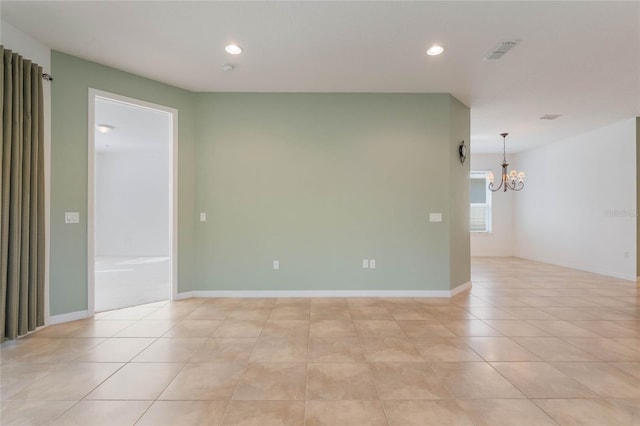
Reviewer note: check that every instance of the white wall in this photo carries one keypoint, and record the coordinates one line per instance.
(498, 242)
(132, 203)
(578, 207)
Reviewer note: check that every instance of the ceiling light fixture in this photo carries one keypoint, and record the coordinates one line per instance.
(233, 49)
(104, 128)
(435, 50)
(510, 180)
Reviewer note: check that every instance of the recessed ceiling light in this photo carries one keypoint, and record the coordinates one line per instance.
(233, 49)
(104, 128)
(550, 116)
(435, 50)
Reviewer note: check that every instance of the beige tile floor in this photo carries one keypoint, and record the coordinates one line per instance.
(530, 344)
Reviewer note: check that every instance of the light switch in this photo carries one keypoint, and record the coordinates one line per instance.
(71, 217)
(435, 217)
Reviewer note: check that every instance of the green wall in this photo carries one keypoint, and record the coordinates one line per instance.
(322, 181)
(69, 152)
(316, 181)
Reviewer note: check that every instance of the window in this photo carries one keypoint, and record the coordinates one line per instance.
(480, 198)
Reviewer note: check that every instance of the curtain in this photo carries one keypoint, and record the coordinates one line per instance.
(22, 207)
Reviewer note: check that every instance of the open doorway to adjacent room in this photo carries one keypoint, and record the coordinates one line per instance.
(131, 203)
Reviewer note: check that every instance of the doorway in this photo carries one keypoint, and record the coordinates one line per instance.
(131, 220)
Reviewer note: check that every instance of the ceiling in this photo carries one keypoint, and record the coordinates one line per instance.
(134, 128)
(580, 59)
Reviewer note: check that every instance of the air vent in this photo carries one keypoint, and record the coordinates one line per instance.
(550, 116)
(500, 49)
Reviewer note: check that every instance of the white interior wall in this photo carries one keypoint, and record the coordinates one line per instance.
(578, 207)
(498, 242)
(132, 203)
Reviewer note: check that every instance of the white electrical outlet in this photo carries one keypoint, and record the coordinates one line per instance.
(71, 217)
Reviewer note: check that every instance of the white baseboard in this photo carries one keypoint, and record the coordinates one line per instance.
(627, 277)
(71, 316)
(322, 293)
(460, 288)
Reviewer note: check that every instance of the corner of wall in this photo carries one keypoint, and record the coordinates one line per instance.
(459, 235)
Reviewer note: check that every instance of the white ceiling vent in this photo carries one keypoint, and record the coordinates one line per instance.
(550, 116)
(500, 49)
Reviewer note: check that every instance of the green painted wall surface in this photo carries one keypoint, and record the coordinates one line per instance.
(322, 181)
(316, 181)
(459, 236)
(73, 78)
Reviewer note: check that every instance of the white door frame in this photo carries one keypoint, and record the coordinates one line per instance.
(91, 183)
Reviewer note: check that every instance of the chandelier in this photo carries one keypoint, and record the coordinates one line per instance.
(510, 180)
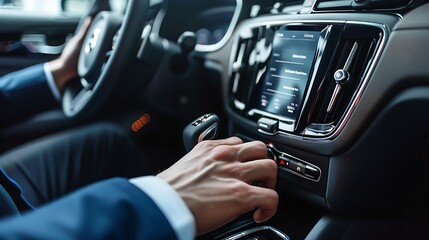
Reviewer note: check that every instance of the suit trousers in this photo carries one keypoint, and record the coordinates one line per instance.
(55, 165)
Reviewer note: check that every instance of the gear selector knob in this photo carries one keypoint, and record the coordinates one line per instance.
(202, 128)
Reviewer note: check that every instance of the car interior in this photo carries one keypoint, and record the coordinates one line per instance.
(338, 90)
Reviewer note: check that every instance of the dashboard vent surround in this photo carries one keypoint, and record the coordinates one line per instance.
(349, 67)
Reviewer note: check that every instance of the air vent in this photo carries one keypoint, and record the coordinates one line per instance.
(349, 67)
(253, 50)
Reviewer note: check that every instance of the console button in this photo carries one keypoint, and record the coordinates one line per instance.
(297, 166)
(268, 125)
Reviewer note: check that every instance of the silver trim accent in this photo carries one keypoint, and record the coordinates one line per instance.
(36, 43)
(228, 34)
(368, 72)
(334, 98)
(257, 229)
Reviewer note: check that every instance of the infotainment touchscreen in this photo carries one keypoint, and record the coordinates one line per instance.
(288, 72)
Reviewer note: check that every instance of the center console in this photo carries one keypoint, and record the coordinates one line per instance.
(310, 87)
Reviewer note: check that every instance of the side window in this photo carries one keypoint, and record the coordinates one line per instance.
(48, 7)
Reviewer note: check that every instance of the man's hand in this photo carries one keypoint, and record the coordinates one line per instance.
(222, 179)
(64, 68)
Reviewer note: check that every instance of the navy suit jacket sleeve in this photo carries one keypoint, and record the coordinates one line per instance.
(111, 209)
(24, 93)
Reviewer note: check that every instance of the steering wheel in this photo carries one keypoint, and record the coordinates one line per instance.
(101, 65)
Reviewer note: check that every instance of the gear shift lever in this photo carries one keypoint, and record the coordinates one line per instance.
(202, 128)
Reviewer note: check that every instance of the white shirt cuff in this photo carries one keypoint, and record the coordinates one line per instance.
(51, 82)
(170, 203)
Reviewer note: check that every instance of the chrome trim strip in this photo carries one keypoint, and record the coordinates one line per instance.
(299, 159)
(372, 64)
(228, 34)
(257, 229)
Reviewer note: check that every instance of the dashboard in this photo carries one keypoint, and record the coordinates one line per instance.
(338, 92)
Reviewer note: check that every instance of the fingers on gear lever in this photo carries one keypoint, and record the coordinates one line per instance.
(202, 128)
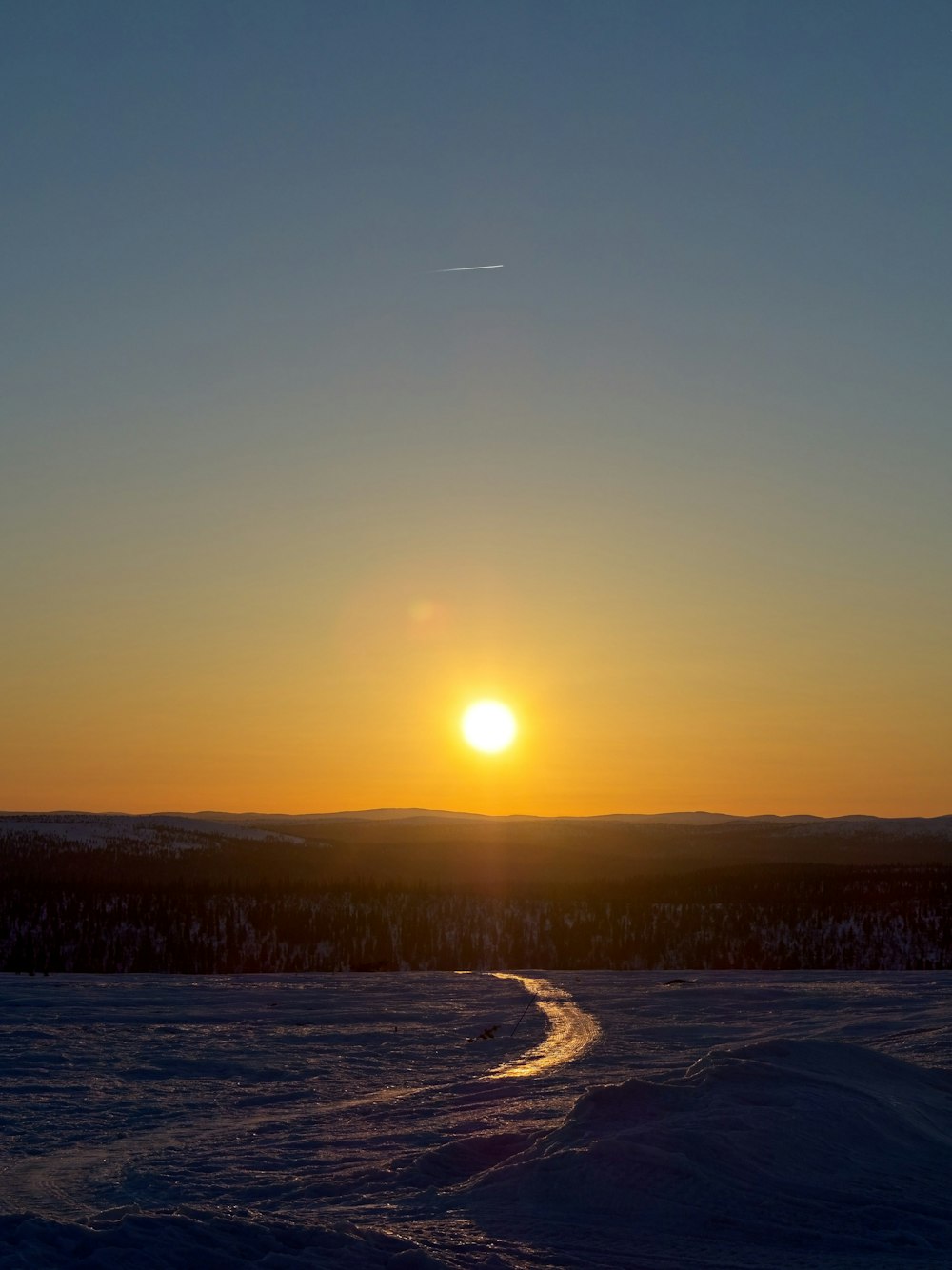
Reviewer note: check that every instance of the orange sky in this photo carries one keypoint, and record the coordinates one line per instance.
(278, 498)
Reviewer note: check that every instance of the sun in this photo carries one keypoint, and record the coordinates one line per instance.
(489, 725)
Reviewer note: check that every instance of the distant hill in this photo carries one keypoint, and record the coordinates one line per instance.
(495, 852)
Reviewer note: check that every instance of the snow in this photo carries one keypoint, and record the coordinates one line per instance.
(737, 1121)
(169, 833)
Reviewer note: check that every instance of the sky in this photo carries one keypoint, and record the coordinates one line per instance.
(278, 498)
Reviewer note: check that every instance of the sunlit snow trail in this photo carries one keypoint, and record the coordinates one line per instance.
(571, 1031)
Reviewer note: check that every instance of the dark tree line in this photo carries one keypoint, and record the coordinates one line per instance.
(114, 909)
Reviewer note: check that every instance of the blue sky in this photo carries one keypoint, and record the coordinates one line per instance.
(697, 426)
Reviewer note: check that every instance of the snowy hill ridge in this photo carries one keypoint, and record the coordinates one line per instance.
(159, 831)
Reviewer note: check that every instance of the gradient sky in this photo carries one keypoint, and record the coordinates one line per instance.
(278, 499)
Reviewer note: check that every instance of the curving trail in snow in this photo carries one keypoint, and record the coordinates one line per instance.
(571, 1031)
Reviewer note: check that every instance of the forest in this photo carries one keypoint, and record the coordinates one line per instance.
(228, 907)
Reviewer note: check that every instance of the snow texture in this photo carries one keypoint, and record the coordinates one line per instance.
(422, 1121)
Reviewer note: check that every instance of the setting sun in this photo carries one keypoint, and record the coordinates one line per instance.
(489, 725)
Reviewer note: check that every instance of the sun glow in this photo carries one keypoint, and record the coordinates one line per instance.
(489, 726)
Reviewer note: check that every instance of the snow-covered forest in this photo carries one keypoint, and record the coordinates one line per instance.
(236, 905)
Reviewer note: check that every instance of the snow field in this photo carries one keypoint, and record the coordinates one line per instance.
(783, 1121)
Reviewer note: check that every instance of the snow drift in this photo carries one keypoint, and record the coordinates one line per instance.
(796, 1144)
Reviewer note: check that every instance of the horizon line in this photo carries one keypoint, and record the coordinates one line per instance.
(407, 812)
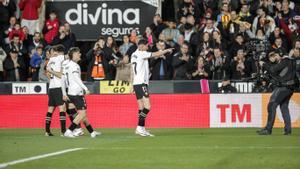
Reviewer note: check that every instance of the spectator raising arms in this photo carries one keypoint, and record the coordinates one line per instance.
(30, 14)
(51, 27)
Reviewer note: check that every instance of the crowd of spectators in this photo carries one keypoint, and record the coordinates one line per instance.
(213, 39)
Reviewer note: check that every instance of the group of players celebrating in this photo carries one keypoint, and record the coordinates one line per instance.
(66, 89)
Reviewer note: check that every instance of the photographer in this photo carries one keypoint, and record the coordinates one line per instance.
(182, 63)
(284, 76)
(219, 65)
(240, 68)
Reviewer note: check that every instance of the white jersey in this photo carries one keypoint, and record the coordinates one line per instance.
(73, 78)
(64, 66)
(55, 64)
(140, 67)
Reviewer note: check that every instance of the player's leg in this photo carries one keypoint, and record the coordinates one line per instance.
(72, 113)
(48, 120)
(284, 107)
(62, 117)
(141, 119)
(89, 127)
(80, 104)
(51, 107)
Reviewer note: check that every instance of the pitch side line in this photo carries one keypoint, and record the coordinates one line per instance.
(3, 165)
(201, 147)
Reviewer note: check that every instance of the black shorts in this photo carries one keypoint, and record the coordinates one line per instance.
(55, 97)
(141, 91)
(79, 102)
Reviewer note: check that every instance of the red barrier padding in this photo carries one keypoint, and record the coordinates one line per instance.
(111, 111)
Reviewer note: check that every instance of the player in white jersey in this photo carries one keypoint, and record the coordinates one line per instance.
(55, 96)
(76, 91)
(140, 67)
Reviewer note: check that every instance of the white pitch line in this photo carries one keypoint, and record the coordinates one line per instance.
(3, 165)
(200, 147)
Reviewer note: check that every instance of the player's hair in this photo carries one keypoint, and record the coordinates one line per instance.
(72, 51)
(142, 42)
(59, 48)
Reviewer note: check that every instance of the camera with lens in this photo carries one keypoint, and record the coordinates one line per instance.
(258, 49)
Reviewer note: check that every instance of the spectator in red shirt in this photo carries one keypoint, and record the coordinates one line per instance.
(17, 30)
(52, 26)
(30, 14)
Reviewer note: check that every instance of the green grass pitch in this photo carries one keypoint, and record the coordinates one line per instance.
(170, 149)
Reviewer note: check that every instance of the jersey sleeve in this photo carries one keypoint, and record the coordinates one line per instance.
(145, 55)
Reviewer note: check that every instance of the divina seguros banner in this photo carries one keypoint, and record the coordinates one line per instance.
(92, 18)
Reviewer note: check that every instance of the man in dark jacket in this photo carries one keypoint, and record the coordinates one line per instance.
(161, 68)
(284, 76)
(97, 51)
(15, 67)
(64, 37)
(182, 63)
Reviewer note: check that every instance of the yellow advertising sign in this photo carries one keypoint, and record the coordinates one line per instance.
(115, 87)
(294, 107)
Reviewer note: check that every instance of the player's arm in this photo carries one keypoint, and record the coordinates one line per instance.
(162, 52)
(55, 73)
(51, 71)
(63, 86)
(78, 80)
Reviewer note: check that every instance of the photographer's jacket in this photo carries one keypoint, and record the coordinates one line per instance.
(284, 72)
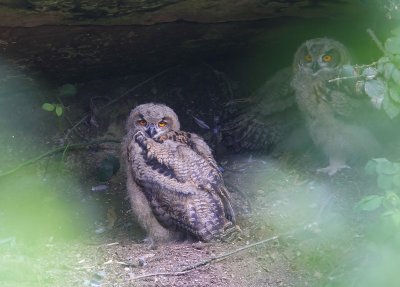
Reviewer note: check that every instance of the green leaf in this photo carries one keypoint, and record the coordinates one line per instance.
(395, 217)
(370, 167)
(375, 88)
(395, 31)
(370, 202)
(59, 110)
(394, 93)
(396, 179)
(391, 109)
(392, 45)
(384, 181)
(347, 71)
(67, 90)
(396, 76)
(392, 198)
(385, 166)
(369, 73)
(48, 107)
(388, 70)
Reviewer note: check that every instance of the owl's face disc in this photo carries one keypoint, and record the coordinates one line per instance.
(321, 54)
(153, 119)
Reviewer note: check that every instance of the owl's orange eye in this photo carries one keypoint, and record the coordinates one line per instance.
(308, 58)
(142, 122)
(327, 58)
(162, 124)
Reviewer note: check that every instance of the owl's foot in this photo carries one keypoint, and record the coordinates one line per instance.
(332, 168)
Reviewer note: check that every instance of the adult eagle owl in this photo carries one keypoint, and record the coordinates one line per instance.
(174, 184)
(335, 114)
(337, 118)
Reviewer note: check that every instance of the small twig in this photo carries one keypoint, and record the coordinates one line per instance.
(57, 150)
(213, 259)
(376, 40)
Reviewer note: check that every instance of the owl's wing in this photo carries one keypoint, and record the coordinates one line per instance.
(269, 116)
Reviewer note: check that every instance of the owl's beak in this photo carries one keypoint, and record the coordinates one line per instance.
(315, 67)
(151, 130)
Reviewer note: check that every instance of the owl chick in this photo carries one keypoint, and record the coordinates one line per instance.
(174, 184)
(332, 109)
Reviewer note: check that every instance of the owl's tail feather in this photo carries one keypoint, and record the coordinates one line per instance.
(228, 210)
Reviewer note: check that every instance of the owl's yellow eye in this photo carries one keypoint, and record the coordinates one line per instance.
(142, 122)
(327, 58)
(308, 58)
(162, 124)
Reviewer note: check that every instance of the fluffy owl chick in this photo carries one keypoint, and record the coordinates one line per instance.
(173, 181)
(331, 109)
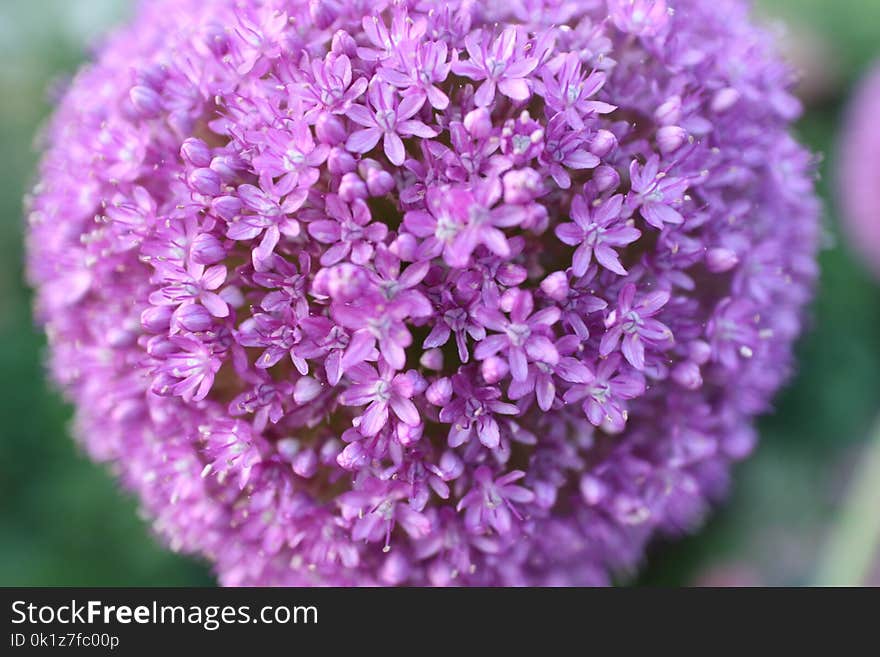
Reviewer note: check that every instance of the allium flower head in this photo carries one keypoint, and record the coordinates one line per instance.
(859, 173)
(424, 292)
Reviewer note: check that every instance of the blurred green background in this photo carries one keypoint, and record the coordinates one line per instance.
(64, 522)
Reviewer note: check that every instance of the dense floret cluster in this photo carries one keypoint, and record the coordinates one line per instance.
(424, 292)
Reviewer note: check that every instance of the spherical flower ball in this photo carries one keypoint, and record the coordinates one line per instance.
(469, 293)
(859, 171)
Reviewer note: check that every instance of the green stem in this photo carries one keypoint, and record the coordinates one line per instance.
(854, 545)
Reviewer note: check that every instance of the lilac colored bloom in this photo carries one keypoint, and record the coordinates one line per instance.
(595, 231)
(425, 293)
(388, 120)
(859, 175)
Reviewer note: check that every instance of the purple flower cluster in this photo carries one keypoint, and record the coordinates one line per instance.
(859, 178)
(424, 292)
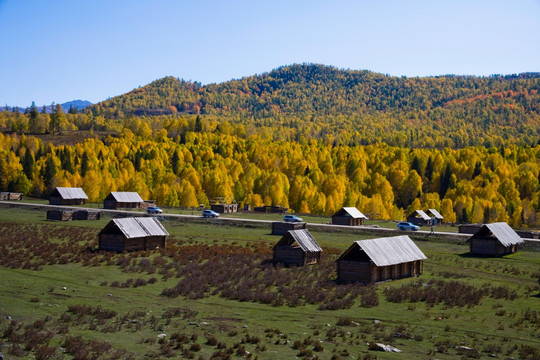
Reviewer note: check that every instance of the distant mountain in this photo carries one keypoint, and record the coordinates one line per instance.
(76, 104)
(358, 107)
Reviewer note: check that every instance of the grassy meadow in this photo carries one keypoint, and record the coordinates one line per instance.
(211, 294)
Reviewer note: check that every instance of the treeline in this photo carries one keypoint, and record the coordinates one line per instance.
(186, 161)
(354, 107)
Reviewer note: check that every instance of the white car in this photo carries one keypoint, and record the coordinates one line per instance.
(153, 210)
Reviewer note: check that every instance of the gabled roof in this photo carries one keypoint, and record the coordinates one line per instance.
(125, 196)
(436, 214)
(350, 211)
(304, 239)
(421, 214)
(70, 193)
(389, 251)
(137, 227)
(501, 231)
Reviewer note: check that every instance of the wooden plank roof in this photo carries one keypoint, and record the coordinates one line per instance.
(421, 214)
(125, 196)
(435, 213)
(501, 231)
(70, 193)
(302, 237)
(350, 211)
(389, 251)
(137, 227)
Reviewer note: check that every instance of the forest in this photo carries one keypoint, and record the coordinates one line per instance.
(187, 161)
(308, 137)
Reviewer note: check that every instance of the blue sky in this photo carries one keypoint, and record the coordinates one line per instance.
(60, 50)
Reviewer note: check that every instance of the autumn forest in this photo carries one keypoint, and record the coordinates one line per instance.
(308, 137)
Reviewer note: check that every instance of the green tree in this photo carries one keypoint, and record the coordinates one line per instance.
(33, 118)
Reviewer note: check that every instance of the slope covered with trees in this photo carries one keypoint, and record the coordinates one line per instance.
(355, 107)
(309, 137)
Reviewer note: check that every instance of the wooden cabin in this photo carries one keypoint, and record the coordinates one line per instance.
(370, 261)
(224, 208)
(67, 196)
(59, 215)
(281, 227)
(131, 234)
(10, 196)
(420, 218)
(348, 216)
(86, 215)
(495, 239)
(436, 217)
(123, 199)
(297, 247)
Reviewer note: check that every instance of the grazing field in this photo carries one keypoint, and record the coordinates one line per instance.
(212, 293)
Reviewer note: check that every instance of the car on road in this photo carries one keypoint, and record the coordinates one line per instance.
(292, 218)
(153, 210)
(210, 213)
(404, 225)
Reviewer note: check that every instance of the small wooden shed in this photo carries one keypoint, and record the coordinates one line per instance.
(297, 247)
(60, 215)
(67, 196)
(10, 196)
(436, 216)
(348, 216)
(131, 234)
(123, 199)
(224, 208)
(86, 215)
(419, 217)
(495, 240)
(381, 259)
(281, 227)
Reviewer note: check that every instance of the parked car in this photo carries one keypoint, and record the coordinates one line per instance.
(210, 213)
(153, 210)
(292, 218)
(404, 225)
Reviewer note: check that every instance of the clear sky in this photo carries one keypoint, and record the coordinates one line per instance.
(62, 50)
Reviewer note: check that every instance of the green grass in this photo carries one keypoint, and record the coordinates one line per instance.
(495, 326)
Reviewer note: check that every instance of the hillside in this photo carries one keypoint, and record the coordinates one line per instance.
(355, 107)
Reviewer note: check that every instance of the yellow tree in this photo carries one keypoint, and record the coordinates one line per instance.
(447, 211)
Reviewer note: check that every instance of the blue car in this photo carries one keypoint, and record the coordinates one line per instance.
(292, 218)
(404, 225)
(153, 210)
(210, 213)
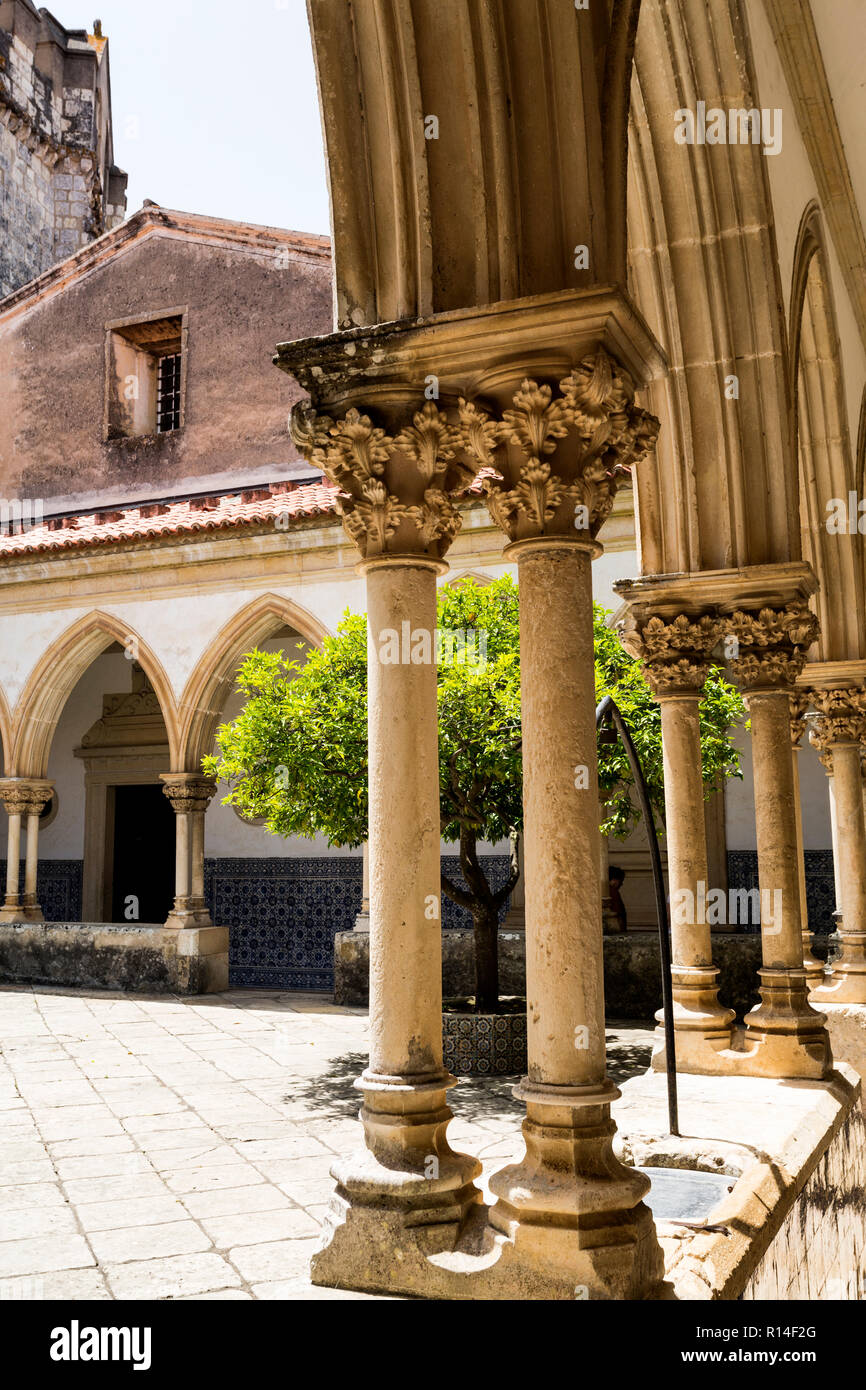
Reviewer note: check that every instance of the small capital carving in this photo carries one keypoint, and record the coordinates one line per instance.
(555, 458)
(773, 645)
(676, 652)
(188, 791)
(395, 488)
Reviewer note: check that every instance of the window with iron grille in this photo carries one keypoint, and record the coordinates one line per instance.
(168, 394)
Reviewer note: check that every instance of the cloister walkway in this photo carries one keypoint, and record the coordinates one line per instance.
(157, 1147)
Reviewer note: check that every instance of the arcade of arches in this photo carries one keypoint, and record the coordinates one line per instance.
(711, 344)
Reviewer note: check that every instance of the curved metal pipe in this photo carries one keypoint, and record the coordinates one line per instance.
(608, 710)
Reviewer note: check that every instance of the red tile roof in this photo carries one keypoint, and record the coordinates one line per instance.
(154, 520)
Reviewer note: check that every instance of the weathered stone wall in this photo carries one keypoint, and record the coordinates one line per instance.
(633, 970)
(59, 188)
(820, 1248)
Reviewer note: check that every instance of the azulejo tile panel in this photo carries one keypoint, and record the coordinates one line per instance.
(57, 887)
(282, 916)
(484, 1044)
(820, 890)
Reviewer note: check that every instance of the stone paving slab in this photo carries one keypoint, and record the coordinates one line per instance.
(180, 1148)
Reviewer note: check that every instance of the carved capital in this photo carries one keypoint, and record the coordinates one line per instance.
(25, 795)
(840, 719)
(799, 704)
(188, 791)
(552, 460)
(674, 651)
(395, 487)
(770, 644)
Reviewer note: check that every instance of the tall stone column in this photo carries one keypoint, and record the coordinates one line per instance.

◇ ◇ ◇

### DIRECTION
Give back exactly the lines beginning at the one with "Reviewer note: check that every instance of the red tile" and ending at the final line of the material; both boundary lines belong in it.

### FULL ANSWER
Reviewer note: check that every instance of the red tile roof in this photo carries one keypoint, and record the coordinates one line per instance.
(154, 520)
Reviewer note: check that every instance of the weathered stone wall in this photo carries one keypoint, and record the coordinates one line per instance.
(633, 970)
(59, 188)
(820, 1248)
Reviewer note: check that every instance of the azulejo tile panel in this photo carries one keypoint, and record the coordinates one line per instance.
(57, 887)
(282, 916)
(484, 1044)
(820, 890)
Reviewer note: check that every instance of the stone paving slab in this photo carries one keypoint, and record the coordinates one line per instance.
(180, 1148)
Reviewer note: check that every instance of the carved capital in this photo carries one keypoint, and record the coordinates one line per instance.
(25, 795)
(840, 719)
(799, 704)
(188, 791)
(552, 460)
(674, 651)
(395, 487)
(770, 644)
Reviewer note: check that every instance of the tall stone column in this photo carries one keypoint, and record the coordinates one line per instance.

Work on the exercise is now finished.